TEXT PROVIDED Block Start
But prescriptive mathematical explanations of Frictionless Reproducibility all fall short. If you are a grumpy statistician, you’ll always say stuff like “The error bars on the test sets are too small to matter. You are double-dipping. There are too many experimenter degrees of freedom. Test set benchmarking is not a severe test of a hypothesis.”
As we’ll see in the next class, our intuitions from statistics are just wrong when applied to the train-test paradigm. Even though in the last class I derived a motivation for train-test splits using Hoeffding’s Inequality, that bound is remarkably conservative. It is subject to an adaptivity critique, which suggests we can “overfit” without even looking at the training data.
Machine Learning researchers fretted about how competitive testing violates statistical intuition from the beginning. Here’s Duda and Hart again
“A related but less obvious problem arises when a classifier undergoes a long series of refinements guided by the results of repeated testing on the same test data. This form of ‘training on the testing data’ often escapes attention until new samples are obtained.”
TEXT PROVIDED Block End
◆ EXERCISE OBJECTIVE
Copy the passage on test set benchmarking from "But prescriptive mathematical" to "the training data.", swapping "grumpy" for "skeptical".
ENTRIES PROVIDED Block Start
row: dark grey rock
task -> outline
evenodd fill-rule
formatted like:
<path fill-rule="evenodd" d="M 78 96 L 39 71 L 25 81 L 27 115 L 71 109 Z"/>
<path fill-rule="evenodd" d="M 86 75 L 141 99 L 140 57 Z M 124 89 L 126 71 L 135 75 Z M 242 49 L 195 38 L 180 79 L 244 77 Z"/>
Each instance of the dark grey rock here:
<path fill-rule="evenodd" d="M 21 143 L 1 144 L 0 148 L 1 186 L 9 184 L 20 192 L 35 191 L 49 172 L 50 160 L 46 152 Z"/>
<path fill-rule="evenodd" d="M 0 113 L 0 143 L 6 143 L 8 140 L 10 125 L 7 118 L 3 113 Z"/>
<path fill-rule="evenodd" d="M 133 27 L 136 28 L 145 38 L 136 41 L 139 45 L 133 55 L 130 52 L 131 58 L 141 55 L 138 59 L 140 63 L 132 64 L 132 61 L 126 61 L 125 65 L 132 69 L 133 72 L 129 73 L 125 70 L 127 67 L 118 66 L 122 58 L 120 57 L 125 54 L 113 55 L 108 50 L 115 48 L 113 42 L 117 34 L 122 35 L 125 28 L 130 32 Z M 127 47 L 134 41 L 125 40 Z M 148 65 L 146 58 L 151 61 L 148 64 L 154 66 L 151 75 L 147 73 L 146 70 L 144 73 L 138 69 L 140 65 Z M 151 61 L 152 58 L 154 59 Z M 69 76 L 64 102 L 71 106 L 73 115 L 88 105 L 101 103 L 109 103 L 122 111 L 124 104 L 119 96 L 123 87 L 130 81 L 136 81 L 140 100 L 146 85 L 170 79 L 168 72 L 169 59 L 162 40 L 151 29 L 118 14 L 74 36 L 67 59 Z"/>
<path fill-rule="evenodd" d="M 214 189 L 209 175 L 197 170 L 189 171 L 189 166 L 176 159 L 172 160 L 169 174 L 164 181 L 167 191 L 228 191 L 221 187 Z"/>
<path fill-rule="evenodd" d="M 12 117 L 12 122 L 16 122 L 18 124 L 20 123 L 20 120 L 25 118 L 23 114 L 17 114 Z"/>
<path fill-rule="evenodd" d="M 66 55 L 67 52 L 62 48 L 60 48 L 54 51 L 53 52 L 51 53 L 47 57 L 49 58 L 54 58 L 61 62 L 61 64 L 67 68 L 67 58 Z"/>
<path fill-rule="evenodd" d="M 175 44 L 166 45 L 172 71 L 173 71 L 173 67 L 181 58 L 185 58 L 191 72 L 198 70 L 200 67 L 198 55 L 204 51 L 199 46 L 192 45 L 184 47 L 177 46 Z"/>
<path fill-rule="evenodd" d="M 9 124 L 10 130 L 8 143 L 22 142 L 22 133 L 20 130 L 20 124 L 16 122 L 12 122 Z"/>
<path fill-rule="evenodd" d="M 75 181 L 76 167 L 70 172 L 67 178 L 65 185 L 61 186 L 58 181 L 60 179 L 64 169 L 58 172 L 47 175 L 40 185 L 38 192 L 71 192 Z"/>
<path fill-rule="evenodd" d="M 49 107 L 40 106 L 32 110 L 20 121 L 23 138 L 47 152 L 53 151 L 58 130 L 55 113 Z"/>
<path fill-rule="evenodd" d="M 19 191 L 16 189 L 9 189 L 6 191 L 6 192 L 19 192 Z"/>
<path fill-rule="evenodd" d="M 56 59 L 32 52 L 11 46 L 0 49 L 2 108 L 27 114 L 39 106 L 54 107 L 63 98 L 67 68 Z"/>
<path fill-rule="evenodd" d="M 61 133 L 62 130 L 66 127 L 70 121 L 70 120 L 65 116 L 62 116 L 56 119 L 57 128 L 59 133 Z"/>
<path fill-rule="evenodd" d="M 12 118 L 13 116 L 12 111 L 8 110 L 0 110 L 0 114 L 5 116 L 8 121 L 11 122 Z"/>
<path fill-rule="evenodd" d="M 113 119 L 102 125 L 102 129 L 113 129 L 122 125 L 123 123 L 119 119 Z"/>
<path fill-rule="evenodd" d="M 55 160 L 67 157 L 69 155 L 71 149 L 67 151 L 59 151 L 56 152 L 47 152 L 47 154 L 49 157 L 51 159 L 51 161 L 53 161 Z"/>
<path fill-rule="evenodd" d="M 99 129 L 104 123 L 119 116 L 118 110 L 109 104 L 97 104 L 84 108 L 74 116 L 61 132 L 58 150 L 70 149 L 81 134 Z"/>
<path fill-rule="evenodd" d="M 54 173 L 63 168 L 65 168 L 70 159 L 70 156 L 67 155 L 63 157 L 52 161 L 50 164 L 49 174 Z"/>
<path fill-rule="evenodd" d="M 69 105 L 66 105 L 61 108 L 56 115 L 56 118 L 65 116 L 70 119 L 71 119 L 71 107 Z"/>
ENTRIES PROVIDED Block End
ENTRIES PROVIDED Block Start
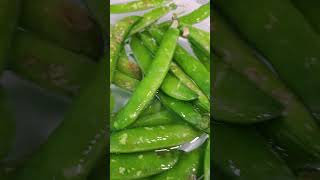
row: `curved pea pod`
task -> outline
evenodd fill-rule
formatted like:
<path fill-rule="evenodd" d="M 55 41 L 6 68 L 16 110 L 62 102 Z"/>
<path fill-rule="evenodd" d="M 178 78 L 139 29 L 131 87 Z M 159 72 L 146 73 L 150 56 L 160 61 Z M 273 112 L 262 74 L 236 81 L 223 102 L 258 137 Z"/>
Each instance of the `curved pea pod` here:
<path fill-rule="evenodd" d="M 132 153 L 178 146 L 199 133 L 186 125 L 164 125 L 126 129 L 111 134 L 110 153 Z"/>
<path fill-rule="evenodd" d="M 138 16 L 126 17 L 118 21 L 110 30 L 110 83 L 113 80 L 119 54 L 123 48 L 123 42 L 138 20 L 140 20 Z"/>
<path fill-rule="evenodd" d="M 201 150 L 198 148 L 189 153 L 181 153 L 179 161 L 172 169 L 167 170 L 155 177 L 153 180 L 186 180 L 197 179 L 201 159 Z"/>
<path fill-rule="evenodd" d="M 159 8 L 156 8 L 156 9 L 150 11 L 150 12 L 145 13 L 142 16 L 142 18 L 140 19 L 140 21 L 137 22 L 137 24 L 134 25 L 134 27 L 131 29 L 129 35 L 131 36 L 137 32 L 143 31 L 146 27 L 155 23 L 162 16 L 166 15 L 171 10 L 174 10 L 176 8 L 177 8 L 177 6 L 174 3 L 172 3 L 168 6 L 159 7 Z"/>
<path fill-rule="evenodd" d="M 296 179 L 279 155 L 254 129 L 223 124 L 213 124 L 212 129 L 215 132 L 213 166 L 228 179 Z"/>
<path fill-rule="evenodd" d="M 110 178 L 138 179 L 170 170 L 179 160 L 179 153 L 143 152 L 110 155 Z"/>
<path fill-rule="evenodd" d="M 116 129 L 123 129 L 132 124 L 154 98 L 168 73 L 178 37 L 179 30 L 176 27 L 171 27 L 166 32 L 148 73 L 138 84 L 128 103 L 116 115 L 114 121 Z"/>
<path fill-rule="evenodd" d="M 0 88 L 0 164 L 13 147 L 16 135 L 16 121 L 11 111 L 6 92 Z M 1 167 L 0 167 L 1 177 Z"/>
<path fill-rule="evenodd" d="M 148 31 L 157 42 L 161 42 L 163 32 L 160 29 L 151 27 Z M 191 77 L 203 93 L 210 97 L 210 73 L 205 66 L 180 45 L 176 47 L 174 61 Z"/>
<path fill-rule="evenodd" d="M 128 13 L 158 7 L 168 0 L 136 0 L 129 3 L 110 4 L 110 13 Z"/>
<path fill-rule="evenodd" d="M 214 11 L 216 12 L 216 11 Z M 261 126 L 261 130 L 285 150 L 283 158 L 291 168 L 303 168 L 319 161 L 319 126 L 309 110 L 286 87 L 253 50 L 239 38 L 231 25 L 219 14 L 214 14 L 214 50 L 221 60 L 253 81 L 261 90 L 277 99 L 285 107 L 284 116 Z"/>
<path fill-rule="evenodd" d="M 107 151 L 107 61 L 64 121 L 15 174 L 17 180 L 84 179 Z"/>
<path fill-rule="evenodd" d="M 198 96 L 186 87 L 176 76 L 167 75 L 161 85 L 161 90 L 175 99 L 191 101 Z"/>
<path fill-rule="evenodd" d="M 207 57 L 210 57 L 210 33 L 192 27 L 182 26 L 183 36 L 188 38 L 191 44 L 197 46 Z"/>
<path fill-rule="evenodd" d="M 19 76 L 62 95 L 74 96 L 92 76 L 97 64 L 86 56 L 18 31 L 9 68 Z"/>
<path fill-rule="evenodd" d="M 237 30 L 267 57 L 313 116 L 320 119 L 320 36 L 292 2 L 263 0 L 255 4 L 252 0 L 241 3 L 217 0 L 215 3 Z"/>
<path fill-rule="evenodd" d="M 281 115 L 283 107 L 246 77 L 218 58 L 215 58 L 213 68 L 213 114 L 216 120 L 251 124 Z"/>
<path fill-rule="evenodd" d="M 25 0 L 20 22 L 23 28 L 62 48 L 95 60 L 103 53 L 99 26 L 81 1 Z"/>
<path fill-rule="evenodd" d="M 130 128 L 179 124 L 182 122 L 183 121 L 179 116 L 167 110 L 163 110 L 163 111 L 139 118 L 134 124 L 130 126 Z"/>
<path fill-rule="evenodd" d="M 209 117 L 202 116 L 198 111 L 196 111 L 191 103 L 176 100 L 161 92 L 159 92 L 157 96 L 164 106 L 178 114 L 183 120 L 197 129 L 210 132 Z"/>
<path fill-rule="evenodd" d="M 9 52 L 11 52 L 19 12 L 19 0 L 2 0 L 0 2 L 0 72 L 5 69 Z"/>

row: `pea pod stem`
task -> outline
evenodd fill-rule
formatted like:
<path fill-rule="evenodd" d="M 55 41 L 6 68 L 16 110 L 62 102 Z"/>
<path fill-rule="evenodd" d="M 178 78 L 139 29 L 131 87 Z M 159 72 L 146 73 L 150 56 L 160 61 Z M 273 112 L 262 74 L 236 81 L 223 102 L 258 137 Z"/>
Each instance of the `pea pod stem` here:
ENTRIES PROVIDED Block End
◆ SOLUTION
But prescriptive mathematical explanations of Frictionless Reproducibility all fall short. If you are a skeptical statistician, you’ll always say stuff like “The error bars on the test sets are too small to matter. You are double-dipping. There are too many experimenter degrees of freedom. Test set benchmarking is not a severe test of a hypothesis.”
As we’ll see in the next class, our intuitions from statistics are just wrong when applied to the train-test paradigm. Even though in the last class I derived a motivation for train-test splits using Hoeffding’s Inequality, that bound is remarkably conservative. It is subject to an adaptivity critique, which suggests we can “overfit” without even looking at the training data.